### Exercises
1: Answer these questions using the film commentary:
(a) Which Gospel does the Pope say the reference to the wind calls to mind?
(b) Where does the son place his father aboard the fishing boat?
(c) What does the father proudly tell about his son?
2: Carry on the film commentary from its last sentence.

---------- Given text ----------

The Pope continued his quote: ‘Griffiths reference to the wind cannot but remind us of a passage from John’s Gospel. “The wind blows where it chooses, and you hear the sound of it, but you do not know where it comes from or where it goes. So it is with everyone who is born of the Spirit” (3:8). In this regard, dear seasoned and novice filmmakers, I invite you to make cinema an art of the Spirit.’ And it is this notion of cinema as an art of the Spirit that overflows these documentaries. The power of the wind; the power of the Spirit is strong in these heartfelt and mournful movies.
In the stormy seas of the fishing boat, all feelings stay mostly hidden under the surface. We feel the longing of the son to connect, to retrieve something from his childhood. He positions his dad in his bed aboard to see how his life was when he was not at home, when he as a child missed his father. Did his father lie in his bed thinking about him? Missing him? But even more telling is the part the young filmmaker kept in the movie: the part where the father feels for one moment not in front of a camera and tells proudly how his son steered the fishing boat alone during the night.

---------- Material shown ----------

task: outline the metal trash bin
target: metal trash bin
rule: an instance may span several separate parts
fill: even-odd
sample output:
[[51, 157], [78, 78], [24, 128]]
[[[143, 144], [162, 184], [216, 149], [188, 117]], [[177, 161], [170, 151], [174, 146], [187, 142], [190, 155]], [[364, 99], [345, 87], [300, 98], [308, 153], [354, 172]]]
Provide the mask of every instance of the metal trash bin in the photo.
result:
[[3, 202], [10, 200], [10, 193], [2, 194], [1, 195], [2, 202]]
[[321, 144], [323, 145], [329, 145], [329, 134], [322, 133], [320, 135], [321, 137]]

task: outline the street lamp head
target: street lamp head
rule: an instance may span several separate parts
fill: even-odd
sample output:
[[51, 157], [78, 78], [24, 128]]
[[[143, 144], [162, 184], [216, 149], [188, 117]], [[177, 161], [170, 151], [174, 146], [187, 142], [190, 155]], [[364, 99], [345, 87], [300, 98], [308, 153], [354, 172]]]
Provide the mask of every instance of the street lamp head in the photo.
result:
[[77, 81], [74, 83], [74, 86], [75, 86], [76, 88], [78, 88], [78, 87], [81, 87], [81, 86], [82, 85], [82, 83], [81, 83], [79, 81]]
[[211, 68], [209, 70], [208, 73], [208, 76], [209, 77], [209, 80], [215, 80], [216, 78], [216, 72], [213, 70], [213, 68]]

----------

### Answers to the problems
1:
(a) John's Gospel.
(b) In his own bed aboard the boat.
(c) That his son steered the fishing boat alone during the night.

2:
As the captain knows the sea, you feel how the shepherds almost breathe their environment: the weather, terrain, sheep, dogs and the tremendous nature. The film fills the viewer with awe for man, nature and you can almost feel a great Spirit at work in the cycle of life and changing of the seasons. Man seems so, so small here and his work only a tiny fraction of what is going on in this big, big world. But in their care for these animals, in their working with the sheepdogs and their laughter at the campfire you feel life as it should be: man as part of nature, as part of the workings of this planet.
And the refugees in the slowly crumbling building? They find strength and courage when someone sacrifices their life for them. The spirit of this man flows through them, emboldening them to stand up against injustice. Even if they are just people nobody cared for, blown away by a heavy storm; someone cared enough for them to die for them. Sometimes their spirit seems broken, but they find new ways to go on in their community; in their sharing and caring for each other.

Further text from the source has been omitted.